■ **EXERCISE AIM**:
Return the lines below word for word, starting with the line that contains "of red rock" and going on through the line that contains "(52, 70), (350, 261)", with both of those lines included.

■ **EXCERPTED RECORDS**:

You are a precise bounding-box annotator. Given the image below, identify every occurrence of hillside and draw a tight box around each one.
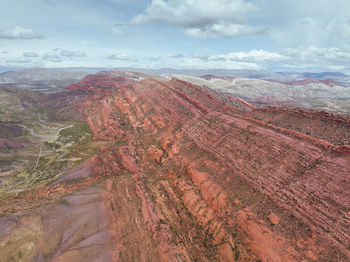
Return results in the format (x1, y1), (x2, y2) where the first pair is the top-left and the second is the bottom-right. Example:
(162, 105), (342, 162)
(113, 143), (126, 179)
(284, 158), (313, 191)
(0, 71), (350, 262)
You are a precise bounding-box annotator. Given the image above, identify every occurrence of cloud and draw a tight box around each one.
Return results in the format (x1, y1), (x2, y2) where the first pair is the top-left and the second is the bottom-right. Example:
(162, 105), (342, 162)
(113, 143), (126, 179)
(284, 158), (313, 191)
(60, 50), (86, 57)
(43, 52), (63, 63)
(185, 24), (267, 38)
(6, 58), (32, 64)
(131, 0), (267, 38)
(143, 56), (162, 61)
(110, 23), (128, 36)
(0, 26), (46, 40)
(23, 52), (39, 57)
(170, 54), (185, 58)
(108, 53), (139, 62)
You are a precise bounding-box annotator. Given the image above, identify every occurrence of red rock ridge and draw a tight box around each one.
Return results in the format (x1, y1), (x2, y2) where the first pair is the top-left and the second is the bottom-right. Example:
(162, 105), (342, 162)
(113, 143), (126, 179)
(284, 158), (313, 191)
(52, 70), (350, 261)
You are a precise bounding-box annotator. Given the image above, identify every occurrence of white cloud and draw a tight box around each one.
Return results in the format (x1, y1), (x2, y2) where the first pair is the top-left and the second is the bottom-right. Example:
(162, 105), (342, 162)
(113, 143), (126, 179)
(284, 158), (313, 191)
(60, 50), (86, 57)
(192, 49), (289, 64)
(131, 0), (266, 38)
(23, 52), (39, 57)
(6, 58), (32, 64)
(110, 23), (128, 36)
(185, 23), (267, 38)
(0, 26), (46, 40)
(43, 52), (63, 63)
(108, 53), (138, 62)
(143, 56), (162, 61)
(170, 54), (185, 58)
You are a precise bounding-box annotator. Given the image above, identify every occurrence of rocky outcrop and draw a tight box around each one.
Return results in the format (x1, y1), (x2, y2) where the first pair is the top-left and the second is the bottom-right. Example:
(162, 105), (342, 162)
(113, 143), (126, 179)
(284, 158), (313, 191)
(73, 71), (350, 261)
(1, 72), (350, 261)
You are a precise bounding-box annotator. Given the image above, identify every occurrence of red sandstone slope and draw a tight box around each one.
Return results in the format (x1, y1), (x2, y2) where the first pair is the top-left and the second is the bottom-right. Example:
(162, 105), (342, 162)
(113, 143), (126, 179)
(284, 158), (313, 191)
(0, 72), (350, 261)
(66, 72), (350, 261)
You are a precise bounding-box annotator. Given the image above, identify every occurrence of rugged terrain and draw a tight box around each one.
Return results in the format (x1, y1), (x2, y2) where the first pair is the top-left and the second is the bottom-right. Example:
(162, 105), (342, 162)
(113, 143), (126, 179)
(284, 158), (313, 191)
(168, 75), (350, 115)
(0, 71), (350, 262)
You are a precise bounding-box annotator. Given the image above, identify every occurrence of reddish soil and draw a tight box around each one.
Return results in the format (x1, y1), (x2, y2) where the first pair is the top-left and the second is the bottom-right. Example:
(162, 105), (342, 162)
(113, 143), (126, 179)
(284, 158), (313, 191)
(0, 73), (350, 262)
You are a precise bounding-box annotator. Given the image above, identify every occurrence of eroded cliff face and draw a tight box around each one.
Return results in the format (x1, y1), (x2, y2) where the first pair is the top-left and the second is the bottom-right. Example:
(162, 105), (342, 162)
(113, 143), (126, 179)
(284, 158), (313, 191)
(0, 70), (350, 261)
(66, 72), (350, 261)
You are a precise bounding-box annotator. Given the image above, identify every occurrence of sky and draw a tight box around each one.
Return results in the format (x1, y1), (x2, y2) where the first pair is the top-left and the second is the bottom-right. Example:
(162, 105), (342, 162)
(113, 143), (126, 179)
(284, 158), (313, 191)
(0, 0), (350, 72)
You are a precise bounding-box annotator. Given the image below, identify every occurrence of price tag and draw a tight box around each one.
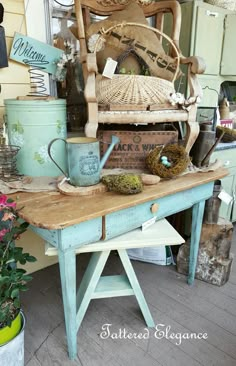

■ **EXERCISE OUTPUT**:
You are a precise bounding-box annotator. Given the image above, identify every occurrence of red rock ridge and draw a tight box around each one.
Return results in the format (x1, y1), (x2, y2) where the first pair is the top-left and the second is the bottom-right. Example:
(162, 105), (342, 162)
(113, 143), (126, 179)
(284, 158), (313, 191)
(52, 70), (350, 261)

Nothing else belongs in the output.